● TASK SET
• A. Rewrite the paragraph of the Seven Stories article that begins "There's a lot to like in the Seven Stories catalog" more briefly, keeping its main facts.
• B. Write out the stretch of the Seven Stories article from "Home for Investigative" through "for such work.".

An Uncensored Press: Indie Journalism Alive and Well at Seven Stories

Censored

As a lifelong First Amendment fan, they had me at “censored.”

Project Censored
Dark Alliance
The very title of a nonprofit group’s annual compilation, Project: Censored—aka “news that didn’t make the news”—seems to symbolize the spirit and intent of its publisher, New York indie Seven Stories Press.

“It’s a good example of what we do, something that would otherwise be marginalized,” said Publisher Dan Simon. “We have the ability to shoehorn something into the market that might be provocative, and get it more into the mainstream.”

There’s a lot to like in the Seven Stories catalog. Launched by Simon in 1995, the company began with the support and commitment of seven authors (hence the name) including the estate of Nelson Algren. The emphasis was and remains books about human rights, politics, and social justice addressed by literary talents and the kind of journalism near and dear to this writer’s heart. (I duly and proudly disclose that their list includes The Walrus & the Elephants: John Lennon’s Years of Revolution, a rockin’ tale of free-speech challenges and government cover-ups featuring a former Beatle.)

Seven Stories releases forty to fifty titles per year, work that not only should be, but truly needs to be, published: Project Censored, edited by a student-driven watchdog group of the same name; the UN’s annual Human Rights Watch World Report; and exposés by Pulitzer Prize-winning journalists including Gary Webb’s Dark Alliance: The CIA, the Contras, and the Crack Cocaine Explosion, the basis of the film Kill the Messenger.

Home for Investigative Reporting

Books like that represent what may be a fading art form, at least in terms of conventional newspaper or magazine forums. Small and midsize publishing houses, Simon said, have remained a steady outlet for long-form, investigative reporting that—in spite of the explosion of available media—often struggles to find a home.

“Part of the role that used to be filled by alternative media is now being filled on the Internet by noise,” Simon said. Rather than greater diversity in news coverage, mass media and online outlets are more prone to “endlessly recycling” the same flavor-of-the-month stories told in abbreviated format.

Yet, through the years, the need and audience for what Seven Stories delivers remained a constant, and Simon believes there will always be room for such work.

“There’s still a bedrock of alternative and political media that will get things out there,” Simon said. “I haven’t seen that change.”

● DATA PROVIDED
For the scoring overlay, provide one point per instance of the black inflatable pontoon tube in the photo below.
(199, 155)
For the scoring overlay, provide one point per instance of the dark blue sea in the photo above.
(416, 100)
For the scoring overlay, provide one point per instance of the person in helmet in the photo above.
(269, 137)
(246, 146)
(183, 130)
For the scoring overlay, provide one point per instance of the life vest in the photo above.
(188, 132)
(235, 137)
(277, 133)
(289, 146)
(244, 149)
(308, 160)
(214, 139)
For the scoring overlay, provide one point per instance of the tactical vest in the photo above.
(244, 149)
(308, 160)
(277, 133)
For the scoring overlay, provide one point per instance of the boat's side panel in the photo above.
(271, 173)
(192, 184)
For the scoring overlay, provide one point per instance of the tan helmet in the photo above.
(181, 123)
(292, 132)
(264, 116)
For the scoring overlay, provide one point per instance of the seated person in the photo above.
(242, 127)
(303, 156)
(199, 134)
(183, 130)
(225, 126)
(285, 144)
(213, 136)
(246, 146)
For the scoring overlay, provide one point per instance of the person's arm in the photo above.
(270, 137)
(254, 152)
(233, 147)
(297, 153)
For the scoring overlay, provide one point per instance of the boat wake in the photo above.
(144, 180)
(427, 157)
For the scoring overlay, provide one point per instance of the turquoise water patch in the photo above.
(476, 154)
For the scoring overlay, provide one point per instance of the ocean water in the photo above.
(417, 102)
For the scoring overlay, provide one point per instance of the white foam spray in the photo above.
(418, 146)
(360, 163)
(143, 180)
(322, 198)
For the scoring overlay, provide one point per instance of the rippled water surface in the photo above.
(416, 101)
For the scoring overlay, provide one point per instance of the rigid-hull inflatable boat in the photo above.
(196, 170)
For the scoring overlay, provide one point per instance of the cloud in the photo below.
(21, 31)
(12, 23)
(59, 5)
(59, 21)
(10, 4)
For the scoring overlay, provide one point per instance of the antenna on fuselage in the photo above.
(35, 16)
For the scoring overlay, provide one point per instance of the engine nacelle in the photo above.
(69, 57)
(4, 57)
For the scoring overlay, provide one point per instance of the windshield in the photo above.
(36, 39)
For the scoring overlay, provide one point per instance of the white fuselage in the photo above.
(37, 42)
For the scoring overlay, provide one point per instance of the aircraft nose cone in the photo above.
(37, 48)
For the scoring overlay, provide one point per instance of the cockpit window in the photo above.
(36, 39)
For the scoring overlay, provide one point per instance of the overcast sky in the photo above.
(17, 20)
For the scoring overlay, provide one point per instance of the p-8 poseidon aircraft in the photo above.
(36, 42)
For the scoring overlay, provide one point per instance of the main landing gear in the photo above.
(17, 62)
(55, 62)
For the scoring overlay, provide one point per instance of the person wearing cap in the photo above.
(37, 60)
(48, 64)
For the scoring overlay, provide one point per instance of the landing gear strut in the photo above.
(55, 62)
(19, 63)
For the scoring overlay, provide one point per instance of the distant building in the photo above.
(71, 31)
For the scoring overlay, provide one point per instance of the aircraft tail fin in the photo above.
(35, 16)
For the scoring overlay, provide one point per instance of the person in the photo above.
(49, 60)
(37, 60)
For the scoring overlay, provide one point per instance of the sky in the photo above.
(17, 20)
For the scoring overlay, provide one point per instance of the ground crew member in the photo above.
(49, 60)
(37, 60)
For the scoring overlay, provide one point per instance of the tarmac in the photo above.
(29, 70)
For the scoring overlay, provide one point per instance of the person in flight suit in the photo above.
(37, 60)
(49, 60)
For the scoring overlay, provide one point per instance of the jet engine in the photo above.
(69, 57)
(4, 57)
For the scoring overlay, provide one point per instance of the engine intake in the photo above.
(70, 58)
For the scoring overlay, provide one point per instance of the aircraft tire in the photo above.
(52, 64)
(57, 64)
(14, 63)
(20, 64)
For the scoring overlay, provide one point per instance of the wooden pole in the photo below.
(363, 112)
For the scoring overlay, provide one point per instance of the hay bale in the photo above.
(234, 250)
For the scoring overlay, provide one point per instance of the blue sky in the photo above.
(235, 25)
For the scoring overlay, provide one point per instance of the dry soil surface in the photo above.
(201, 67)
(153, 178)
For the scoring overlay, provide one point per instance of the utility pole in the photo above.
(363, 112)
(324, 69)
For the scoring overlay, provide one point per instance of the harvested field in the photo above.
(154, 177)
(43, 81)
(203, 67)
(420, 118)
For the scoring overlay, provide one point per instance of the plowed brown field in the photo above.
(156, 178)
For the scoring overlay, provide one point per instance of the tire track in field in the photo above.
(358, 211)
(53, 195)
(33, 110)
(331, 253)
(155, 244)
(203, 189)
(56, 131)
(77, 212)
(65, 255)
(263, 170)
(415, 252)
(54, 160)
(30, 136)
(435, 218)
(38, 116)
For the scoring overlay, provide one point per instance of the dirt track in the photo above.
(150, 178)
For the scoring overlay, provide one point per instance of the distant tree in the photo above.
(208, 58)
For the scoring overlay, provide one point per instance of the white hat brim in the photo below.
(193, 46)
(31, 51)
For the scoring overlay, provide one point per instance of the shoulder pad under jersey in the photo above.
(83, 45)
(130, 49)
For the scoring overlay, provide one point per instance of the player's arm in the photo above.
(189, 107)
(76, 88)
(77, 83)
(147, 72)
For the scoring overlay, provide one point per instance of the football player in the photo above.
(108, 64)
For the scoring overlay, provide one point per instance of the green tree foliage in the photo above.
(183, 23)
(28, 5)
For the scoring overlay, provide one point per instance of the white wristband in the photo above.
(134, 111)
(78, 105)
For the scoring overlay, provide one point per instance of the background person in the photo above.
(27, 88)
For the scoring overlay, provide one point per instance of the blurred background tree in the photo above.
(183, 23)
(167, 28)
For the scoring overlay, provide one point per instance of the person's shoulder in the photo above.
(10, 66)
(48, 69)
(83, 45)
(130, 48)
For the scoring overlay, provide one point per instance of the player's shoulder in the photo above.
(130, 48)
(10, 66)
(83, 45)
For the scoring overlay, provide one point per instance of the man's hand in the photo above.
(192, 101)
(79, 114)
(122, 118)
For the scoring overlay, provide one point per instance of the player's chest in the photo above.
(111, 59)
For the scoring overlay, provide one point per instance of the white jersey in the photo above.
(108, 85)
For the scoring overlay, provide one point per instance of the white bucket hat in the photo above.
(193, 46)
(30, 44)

● SOLUTIONS IN ORDER
• A. Simon founded Seven Stories in 1995 with the backing of seven authors, which gave the press its name. One of those authors was the estate of Nelson Algren. The press has always focused on books about human rights, politics and social justice, written by literary talents and journalists. The writer discloses that its list includes The Walrus & the Elephants: John Lennon's Years of Revolution, a book about free-speech challenges and government cover-ups.

• B.
Home for Investigative Reporting

Books like that represent what may be a fading art form, at least in terms of conventional newspaper or magazine forums. Small and midsize publishing houses, Simon said, have remained a steady outlet for long-form, investigative reporting that—in spite of the explosion of available media—often struggles to find a home.

“Part of the role that used to be filled by alternative media is now being filled on the Internet by noise,” Simon said. Rather than greater diversity in news coverage, mass media and online outlets are more prone to “endlessly recycling” the same flavor-of-the-month stories told in abbreviated format.

Yet, through the years, the need and audience for what Seven Stories delivers remained a constant, and Simon believes there will always be room for such work.